◆ **Extrait fourni**
——————————

Le débat sur la délinquance et a fortiori sur la récidive est depuis de trop longues années très largement biaisé. Les tenants d’une approche sécuritaire ont réussi l’exploit d’imposer un discours simpliste fondé sur les seuls objectifs de fermeté et d’exemplarité : le délinquant doit être puni et la seule sanction efficace est l’incarcération.
Les partisans d’une politique mesurée, favorisant la réinsertion, sont accusés d’angélisme et qualifiés d’irresponsables, devenant de fait inaudibles. Profitant de ce déséquilibre, les lois sécuritaires se sont succédées sans qu’un projet alternatif ne soit présenté et défendu.
A cela s’ajoute la faiblesse des connaissances en la matière laissant le champ libre aux prétendus experts. Le gouvernement de François Fillon a comblé ce vide en créant en 2011 une section de criminologie au sein du Conseil national des universités (CNU) vouée à légitimer sa politique répressive. L’extrême droite, de son côté, promeut des écrits faussement scientifique afin de lier immigration et sécurité.

——————————

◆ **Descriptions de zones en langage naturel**

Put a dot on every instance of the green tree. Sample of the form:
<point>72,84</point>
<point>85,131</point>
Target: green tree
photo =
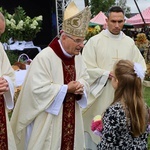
<point>100,5</point>
<point>122,4</point>
<point>86,2</point>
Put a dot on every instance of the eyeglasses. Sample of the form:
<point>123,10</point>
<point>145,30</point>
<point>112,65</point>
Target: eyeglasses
<point>78,41</point>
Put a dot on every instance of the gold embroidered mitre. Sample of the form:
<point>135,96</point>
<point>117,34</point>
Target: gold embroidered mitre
<point>76,22</point>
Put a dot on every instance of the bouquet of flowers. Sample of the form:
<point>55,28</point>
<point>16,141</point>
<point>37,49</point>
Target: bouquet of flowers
<point>97,125</point>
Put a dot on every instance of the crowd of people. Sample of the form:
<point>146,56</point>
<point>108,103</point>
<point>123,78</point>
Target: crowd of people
<point>64,89</point>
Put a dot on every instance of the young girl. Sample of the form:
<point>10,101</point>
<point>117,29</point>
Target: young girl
<point>125,122</point>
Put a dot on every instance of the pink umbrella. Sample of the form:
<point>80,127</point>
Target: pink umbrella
<point>137,19</point>
<point>100,19</point>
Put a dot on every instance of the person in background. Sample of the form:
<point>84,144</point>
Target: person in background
<point>100,53</point>
<point>48,115</point>
<point>125,121</point>
<point>7,82</point>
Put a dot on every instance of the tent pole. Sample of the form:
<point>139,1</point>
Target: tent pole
<point>140,12</point>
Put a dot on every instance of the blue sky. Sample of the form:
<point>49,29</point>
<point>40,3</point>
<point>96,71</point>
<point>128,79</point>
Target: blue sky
<point>143,4</point>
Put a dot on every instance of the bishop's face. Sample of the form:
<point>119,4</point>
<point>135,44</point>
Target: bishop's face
<point>73,45</point>
<point>115,22</point>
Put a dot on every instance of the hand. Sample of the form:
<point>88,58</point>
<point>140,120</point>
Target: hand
<point>79,89</point>
<point>3,86</point>
<point>75,87</point>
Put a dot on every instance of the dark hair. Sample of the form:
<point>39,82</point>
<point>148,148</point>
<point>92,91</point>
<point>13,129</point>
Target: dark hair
<point>115,9</point>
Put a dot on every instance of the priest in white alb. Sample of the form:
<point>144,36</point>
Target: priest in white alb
<point>100,53</point>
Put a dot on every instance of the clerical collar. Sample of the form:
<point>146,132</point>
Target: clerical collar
<point>65,53</point>
<point>119,36</point>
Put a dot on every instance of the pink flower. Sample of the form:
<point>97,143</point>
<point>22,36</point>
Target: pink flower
<point>97,125</point>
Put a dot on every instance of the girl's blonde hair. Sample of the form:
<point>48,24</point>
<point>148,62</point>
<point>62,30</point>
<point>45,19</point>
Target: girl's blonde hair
<point>130,91</point>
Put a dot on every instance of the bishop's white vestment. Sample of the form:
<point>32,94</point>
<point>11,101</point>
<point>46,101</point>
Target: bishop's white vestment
<point>36,104</point>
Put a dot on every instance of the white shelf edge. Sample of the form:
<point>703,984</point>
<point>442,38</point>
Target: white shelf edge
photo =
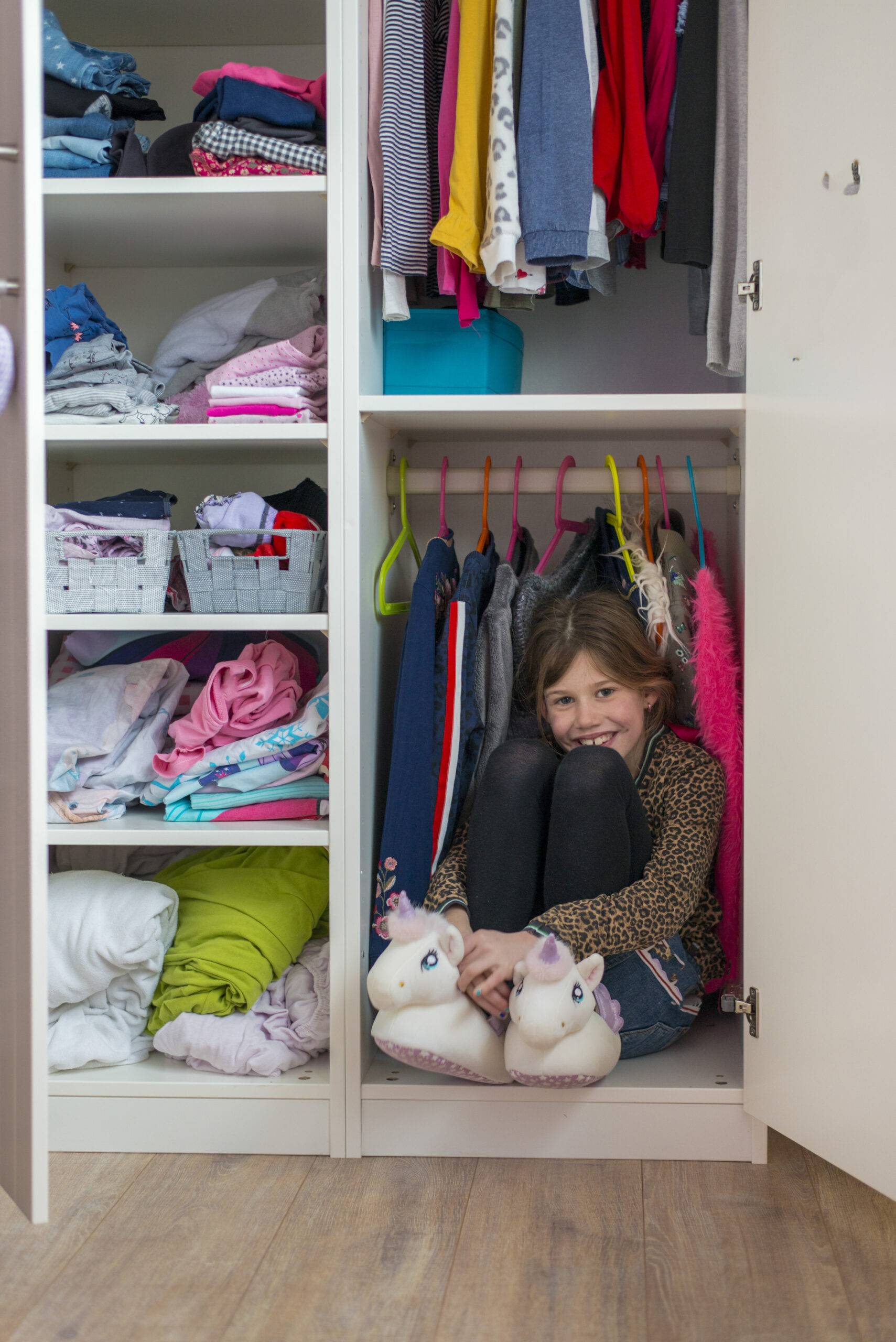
<point>147,828</point>
<point>175,624</point>
<point>168,1078</point>
<point>174,435</point>
<point>111,187</point>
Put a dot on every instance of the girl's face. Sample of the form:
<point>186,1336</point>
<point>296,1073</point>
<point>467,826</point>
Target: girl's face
<point>588,708</point>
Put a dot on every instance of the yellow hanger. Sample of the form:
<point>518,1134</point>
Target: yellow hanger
<point>616,518</point>
<point>404,535</point>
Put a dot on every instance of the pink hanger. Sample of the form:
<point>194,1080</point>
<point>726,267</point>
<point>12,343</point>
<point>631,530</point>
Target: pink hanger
<point>561,523</point>
<point>666,502</point>
<point>445,535</point>
<point>515,531</point>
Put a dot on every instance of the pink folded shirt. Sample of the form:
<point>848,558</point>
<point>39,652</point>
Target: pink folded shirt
<point>310,90</point>
<point>305,353</point>
<point>241,698</point>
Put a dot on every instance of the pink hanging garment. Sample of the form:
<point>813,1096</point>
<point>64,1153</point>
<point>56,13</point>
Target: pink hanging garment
<point>454,274</point>
<point>241,698</point>
<point>719,716</point>
<point>309,90</point>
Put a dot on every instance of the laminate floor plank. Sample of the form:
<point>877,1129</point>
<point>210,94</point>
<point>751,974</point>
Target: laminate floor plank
<point>741,1251</point>
<point>861,1225</point>
<point>83,1188</point>
<point>175,1255</point>
<point>550,1250</point>
<point>365,1252</point>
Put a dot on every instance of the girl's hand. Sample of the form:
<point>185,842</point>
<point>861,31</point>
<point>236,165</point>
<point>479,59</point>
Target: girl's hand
<point>489,961</point>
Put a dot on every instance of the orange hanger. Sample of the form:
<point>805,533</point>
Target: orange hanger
<point>648,544</point>
<point>484,535</point>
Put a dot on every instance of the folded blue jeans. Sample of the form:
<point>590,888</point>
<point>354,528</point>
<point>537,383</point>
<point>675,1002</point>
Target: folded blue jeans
<point>89,68</point>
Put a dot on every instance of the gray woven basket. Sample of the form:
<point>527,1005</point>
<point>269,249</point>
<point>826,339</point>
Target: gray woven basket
<point>249,586</point>
<point>132,586</point>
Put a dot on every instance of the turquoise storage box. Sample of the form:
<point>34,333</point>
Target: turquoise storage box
<point>433,355</point>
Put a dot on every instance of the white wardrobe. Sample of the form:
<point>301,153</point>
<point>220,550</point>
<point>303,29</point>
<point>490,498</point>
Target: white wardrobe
<point>803,481</point>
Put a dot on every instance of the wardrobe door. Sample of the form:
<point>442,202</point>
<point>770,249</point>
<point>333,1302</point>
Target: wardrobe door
<point>820,639</point>
<point>23,976</point>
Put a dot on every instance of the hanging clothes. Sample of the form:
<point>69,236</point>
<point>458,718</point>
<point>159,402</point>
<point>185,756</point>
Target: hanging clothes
<point>621,157</point>
<point>494,672</point>
<point>458,727</point>
<point>688,226</point>
<point>462,229</point>
<point>554,135</point>
<point>405,846</point>
<point>727,315</point>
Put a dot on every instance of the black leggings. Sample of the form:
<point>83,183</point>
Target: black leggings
<point>546,830</point>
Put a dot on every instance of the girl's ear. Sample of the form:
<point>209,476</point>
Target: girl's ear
<point>452,944</point>
<point>592,971</point>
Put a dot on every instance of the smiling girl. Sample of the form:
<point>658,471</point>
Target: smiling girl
<point>602,830</point>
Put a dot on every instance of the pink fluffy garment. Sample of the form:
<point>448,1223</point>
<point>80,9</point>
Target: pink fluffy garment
<point>719,716</point>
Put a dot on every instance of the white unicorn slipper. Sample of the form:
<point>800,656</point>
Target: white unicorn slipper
<point>423,1019</point>
<point>557,1036</point>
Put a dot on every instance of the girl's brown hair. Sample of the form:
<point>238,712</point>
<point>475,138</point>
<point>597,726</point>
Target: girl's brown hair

——————————

◆ **Actions à mener**
[1] Selon l'extrait sur le débat autour de la délinquance, qu'est-ce qui a laissé le champ libre aux prétendus experts ? Répondez en une à trois phrases.
[2] Recopiez mot pour mot le passage de l'extrait sur le débat autour de la délinquance qui va de « A cela s’ajoute » à « immigration et sécurité. ».

◆ **Liste des réponses**
[1] C'est la faiblesse des connaissances en la matière qui a laissé le champ libre aux prétendus experts.

[2]
A cela s’ajoute la faiblesse des connaissances en la matière laissant le champ libre aux prétendus experts. Le gouvernement de François Fillon a comblé ce vide en créant en 2011 une section de criminologie au sein du Conseil national des universités (CNU) vouée à légitimer sa politique répressive. L’extrême droite, de son côté, promeut des écrits faussement scientifique afin de lier immigration et sécurité.